- _SELECTED EXTRACT_
I am using plasmid DNA (from a Qiagen midi kit) to generate a standard curve for use with qRT-PCR. My curve consists of a standard five-point serial dilution ranging from 100ng to 0.01ng of DNA in a 25uL reaction volume; all five concentrations were diluted from the same source.

My problem: while the more dilute points (1ng, 0.1ng, and 0.01ng) amplify successfully, I consistently see no amplification in the highest two points (100ng, 10ng).

I do not believe that reagents are limiting because the reaction was optimized using (genomic) DNA at higher concentrations than those in my curve. Therefore I can only assume that something is inhibiting amplification in the 100ng and 10ng samples, and a dilution of two orders of magnitude is sufficient to overcome it. If anyone has other suggestions, please feel free to comment.

A Qiagen representative suggested that my DNA may be inhibiting PCR. While I am not convinced that 100ng of DNA in a 25uL reaction tube is enough to cause problems on its own, is it possible that my plasmid DNA is mechanically inhibiting PCR (e.g supercoiled)? If so, how should I address this?

Any input is much appreciated. Thanks in advance!

-X-Gal-

What elution buffer do you use? The Qiagen EB Buffer? Maybe the salts in it are causing some trouble. Also some residual ethanol from the miniprep may be not that helpful for an efficient PCR reaction.

-jazim-

This is common, and why people should dilute their DNA as a PCR template. The problem is usually not excess DNA, but rather PCR inhibiting contaminants of the DNA. Dilution makes these have little effect. You could try purifying your DNA more, but that is likely not as good a choice as doing your curve with even more dilute DNA.

-phage434-

QUOTE (jazim @ Jun 19 2008, 05:08 AM)
What elution buffer do you use? The Qiagen EB Buffer? Maybe the salts in it are causing some trouble. Also some residual ethanol from the miniprep may be not that helpful for an efficient PCR reaction.

- _PROMPT 1_
In the stretch of the forum thread on the plasmid standard curve from "I am using plasmid" through "free to comment.", substitute "quantitative PCR" for "qRT-PCR" and give the passage again.
- _PROMPT 2_
Carry on the forum thread about the plasmid standard curve from where it stops.

- _INFORMATION SUPPLIED_

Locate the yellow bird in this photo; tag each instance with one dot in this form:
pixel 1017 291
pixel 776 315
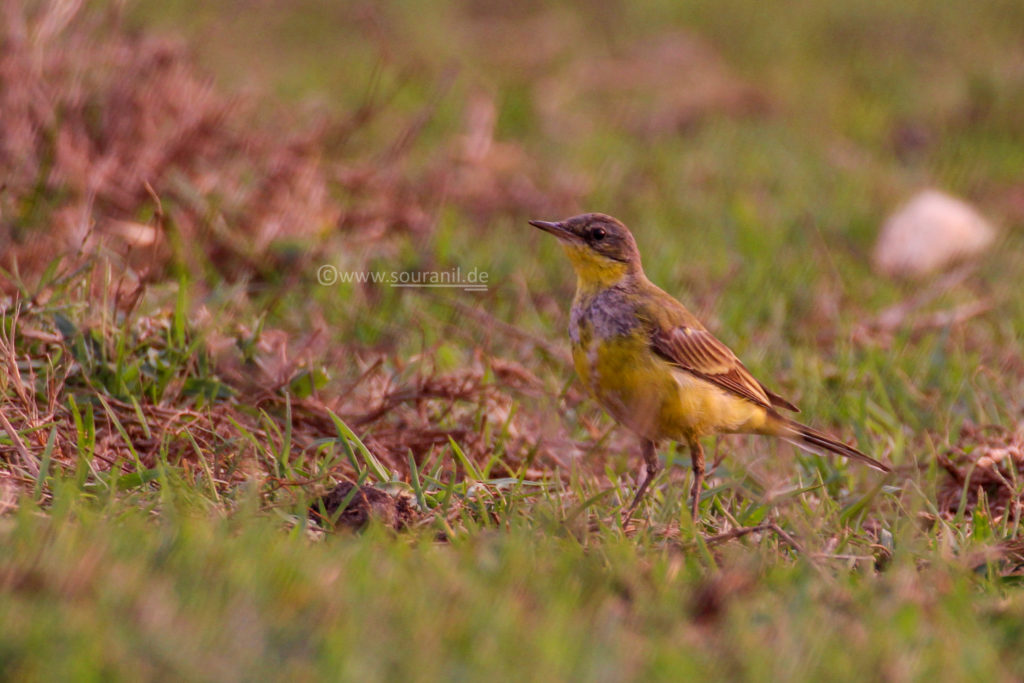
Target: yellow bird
pixel 652 365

- _ANSWER BOX 1_
I am using plasmid DNA (from a Qiagen midi kit) to generate a standard curve for use with quantitative PCR. My curve consists of a standard five-point serial dilution ranging from 100ng to 0.01ng of DNA in a 25uL reaction volume; all five concentrations were diluted from the same source.

My problem: while the more dilute points (1ng, 0.1ng, and 0.01ng) amplify successfully, I consistently see no amplification in the highest two points (100ng, 10ng).

I do not believe that reagents are limiting because the reaction was optimized using (genomic) DNA at higher concentrations than those in my curve. Therefore I can only assume that something is inhibiting amplification in the 100ng and 10ng samples, and a dilution of two orders of magnitude is sufficient to overcome it. If anyone has other suggestions, please feel free to comment.

- _ANSWER BOX 2_
I did use the Qiagen buffer EB to elute. However, the subsequent steps call for precipitation in isopropanol followed by a wash in 70% EtOH. In addition to this, I performed a second precipitation (in EtOH this time) after the initial PCR in hopes of "cleaning up" the sample, but this did not affect the success of my PCR.

-X-Gal-

QUOTE (phage434 @ Jun 20 2008, 02:31 PM)
This is common, and why people should dilute their DNA as a PCR template. The problem is usually not excess DNA, but rather PCR inhibiting contaminants of the DNA. Dilution makes these have little effect. You could try purifying your DNA more, but that is likely not as good a choice as doing your curve with even more dilute DNA.



Unfortunately I experience low DNA yields from the midi-kit I have been using, and have been unable to acquire sufficient DNA to achieve my highest point from a dilution. But thank you for the input.

-X-Gal-

Not to go off topic, but what concentration of template genomic does everyone run to be sure you have an adequate quantity of DNA to feel confident in the reaction. I am aware that different products may have different frequencies in the genome, but what is convention, and how was that derived?

currently I run 250ng/ 25µl rxn volume in a sybr green DNA PCR.